## Passage

Arteris’ CEO talks about connected cars, heterogeneous coherency and finFET timing challenges.
K. Charles Janac, chairman and CEO of Arteris, sat down with Semiconductor Engineering to talk about what’s changing in the automotive market, the impact of big data, and heterogeneous cache coherency. What follows are excerpts of that discussion.
SE: What are the big changes you’re seeing in semiconductor design?
Janac: There are a lot of changes right now. Mobility is slowing down and becoming more concentrated. Intel’s exit from that market underlines that trend, and Intel may not be the last. Automotive is growing quickly. There are deep submicron issues, too. Second-tier SoC vendors are going to stay on 28nm for a very long time. Only the highest-volume, leading-edge designs are going to 16/14nm and on to 10/7nm.
SE: Where do you see the challenges?
Janac: We’re seeing them everywhere. The one we’re addressing is how to get cache coherency into more of the SoC. The issue there is heterogeneous coherency, and the need to simplify the software. There just isn’t enough of a base of programmers in the world to build hardware-aware software. Another problem we see is that timing closure in SoCs is becoming more and more difficult, which is causing them to fail. And we’re also seeing a big need for resilience in designs.
SE: In automotive, there are more sensors, greater connectivity, and there is a push to replace ECUs with SoCs. What are the biggest problems carmakers are wrestling with from an electronics standpoint?
Janac: Right now the average car has 145 microcontrollers. It doesn’t make sense to go to 200, and it certainly doesn’t make sense to go to 300. The problem is fundamentally power and cost. You’re starting to exceed the power of a 12-volt battery and it’s making the architectures too complex. SoCs will take over, and each of the major subsystems in the car will have one to four SoCs controlling a particular system instead of 10 to 40 microcontrollers. You’ll have 10 to 20 SoCs per car, and between 60 to 80 million cars per year. That’s a very interesting market, with about 800 million to 1 billion SoCs per year. This was a very sleepy market until Tesla arrived.
Janac: Tesla has essentially turned the car into an IoT device. There’s a modem connection, a full-time Internet connection, and there’s a data center to analyze the state of major systems in the car. It knows your location. It’s able to sequence the key code to improve performance. That’s moving the entire industry to increase the electronic content of the car. So the nature of the silicon is changing, and there’s more silicon being put into the car.

## Problem details
Reproduce the part of the interview that begins with the words containing "SE: Where do" and ends with "an electronics standpoint?".

## Listed records
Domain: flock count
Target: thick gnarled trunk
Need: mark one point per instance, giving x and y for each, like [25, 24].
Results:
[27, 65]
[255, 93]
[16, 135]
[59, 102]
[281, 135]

## Exercise result
SE: Where do you see the challenges?
Janac: We’re seeing them everywhere. The one we’re addressing is how to get cache coherency into more of the SoC. The issue there is heterogeneous coherency, and the need to simplify the software. There just isn’t enough of a base of programmers in the world to build hardware-aware software. Another problem we see is that timing closure in SoCs is becoming more and more difficult, which is causing them to fail. And we’re also seeing a big need for resilience in designs.
SE: In automotive, there are more sensors, greater connectivity, and there is a push to replace ECUs with SoCs. What are the biggest problems carmakers are wrestling with from an electronics standpoint?